Position annotation records
■ ■ ■ ■ ■ ■ ■

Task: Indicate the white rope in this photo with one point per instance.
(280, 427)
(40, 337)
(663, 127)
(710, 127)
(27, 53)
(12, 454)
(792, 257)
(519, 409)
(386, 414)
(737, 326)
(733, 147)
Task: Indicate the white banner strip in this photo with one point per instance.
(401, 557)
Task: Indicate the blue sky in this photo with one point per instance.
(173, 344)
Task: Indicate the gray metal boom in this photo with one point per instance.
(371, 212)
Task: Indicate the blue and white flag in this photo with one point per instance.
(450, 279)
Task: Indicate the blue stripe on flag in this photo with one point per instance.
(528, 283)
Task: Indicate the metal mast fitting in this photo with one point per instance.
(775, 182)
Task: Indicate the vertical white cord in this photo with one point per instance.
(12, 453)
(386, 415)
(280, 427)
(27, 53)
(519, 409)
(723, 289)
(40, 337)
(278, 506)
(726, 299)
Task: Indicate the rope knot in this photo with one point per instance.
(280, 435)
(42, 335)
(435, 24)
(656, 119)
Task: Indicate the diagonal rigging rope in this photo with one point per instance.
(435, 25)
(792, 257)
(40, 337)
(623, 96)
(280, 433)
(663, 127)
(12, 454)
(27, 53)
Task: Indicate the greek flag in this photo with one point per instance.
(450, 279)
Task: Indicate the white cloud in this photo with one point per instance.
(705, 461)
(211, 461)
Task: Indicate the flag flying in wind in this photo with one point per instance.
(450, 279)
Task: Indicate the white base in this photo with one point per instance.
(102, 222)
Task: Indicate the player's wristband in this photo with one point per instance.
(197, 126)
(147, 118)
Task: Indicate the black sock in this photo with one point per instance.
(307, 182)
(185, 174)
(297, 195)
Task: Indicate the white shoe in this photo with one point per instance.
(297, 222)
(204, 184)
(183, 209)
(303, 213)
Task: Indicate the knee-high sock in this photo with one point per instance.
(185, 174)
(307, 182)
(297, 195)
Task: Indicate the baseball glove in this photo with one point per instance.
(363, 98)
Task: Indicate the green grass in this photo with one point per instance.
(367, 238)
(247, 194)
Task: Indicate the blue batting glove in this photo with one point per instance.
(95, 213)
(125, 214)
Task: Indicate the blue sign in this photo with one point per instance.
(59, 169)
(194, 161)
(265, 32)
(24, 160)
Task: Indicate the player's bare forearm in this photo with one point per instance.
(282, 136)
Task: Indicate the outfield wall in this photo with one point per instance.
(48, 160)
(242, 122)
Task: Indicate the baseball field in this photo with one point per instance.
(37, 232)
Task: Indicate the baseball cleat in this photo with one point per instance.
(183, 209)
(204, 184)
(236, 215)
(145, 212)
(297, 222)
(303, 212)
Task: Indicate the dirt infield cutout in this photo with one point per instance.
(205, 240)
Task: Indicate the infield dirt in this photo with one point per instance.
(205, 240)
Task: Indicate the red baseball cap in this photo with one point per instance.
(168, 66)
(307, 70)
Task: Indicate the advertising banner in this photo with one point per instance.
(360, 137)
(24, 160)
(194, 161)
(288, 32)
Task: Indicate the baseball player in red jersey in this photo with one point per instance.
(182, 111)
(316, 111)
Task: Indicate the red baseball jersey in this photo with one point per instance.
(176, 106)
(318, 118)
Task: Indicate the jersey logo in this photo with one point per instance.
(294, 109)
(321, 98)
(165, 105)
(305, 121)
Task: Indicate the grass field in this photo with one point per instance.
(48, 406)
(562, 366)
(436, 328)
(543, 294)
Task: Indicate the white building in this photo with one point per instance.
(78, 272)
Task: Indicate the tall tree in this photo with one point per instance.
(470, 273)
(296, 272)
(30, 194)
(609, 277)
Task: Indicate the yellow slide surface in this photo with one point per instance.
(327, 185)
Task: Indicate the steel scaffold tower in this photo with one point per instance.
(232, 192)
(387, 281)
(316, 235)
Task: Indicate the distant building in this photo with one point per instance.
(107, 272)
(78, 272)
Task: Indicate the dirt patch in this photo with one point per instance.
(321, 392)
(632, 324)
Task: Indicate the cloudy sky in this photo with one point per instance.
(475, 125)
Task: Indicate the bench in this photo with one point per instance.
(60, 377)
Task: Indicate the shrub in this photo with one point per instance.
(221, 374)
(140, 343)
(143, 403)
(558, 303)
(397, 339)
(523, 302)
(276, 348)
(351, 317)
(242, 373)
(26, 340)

■ ■ ■ ■ ■ ■ ■

PROBLEM >> Can you reproduce every line, requests included, starting with the line containing "Task: Indicate the jersey" and going on through the end of the records, with each point coordinate scaled by 2.45 and rounded to a whole number (halves rounded up)?

TASK RESULT >>
Task: Indicate the jersey logo in this photo with one point per instance.
(720, 267)
(786, 240)
(404, 257)
(747, 296)
Task: Indicate the grass field in this photo with one point per instance.
(118, 995)
(1377, 897)
(1068, 804)
(1330, 720)
Task: Indicate the white building in this photo with one point per instance.
(191, 666)
Task: Indicate the tall tree in this photo with one point per instance.
(1152, 669)
(725, 666)
(74, 475)
(1492, 679)
Task: Indicate the yellow slide surface in this photo with one point per instance.
(801, 453)
Task: Indicate the steel scaffold tower in this photo with one point per instance.
(568, 470)
(948, 688)
(774, 576)
Task: Indicate the distant building in this photo with one point per instance.
(262, 666)
(191, 666)
Task: Indicate the dirt patch in this photo with one point per instance.
(786, 960)
(1548, 794)
Task: Indicate the cloudy sky in this photo with one point per instance.
(1164, 306)
Task: Indicate the bench in this photo with one point per instance.
(147, 924)
Task: Indicate the shrub in this photo with one point per instance.
(541, 916)
(343, 840)
(350, 987)
(1367, 742)
(973, 831)
(1281, 740)
(676, 853)
(860, 777)
(593, 914)
(64, 833)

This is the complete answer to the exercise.